=== Aim of the exercise ===
Pull out every line in the entries below that contains the word "given".

━━ Material shown

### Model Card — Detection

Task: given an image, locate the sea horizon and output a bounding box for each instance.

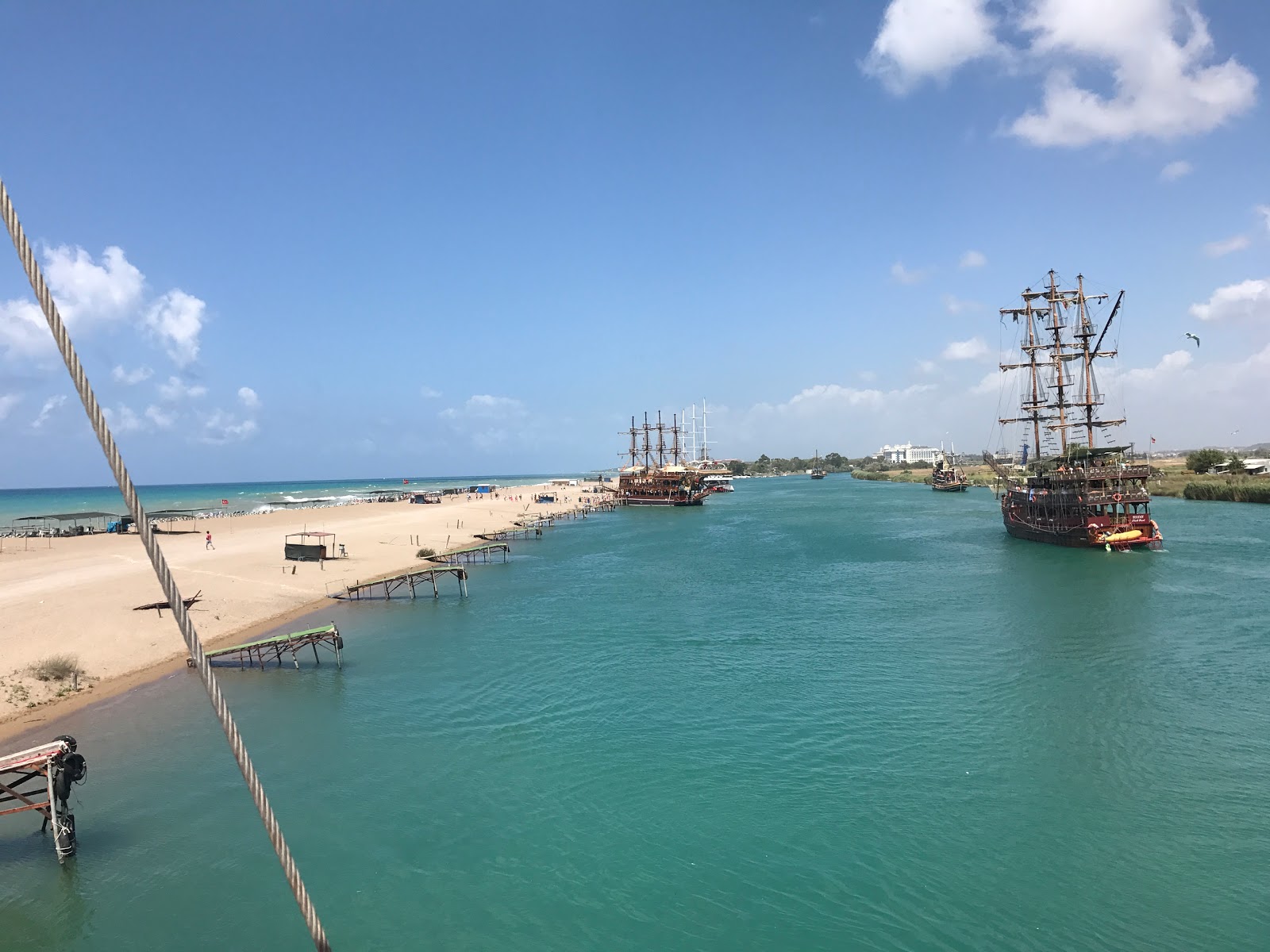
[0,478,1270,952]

━━━━
━━ Material shown

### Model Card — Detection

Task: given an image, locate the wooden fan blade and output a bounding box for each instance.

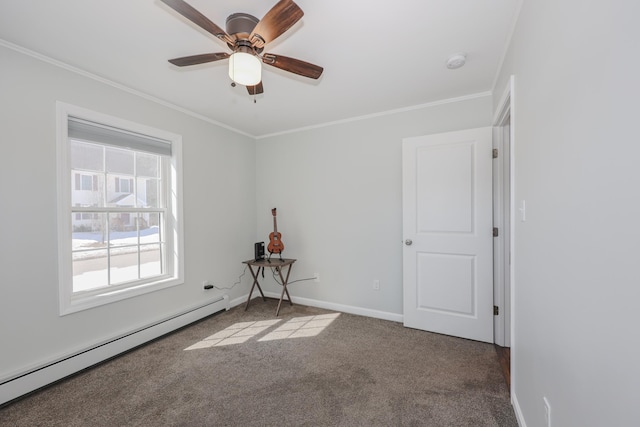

━━━━
━━ Material shown

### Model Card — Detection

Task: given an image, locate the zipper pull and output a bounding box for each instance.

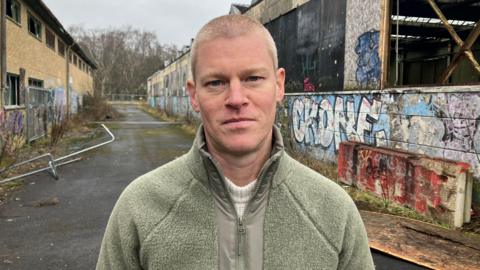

━━━━

=== Finished answer ===
Task: given an image, locate the sea horizon and output a bounding box for each instance.
Task: given an image, locate the wooden fan blade and output a bounding box for each instance.
Task: given an image, locate the zipper pull and output a bounding box for each instance.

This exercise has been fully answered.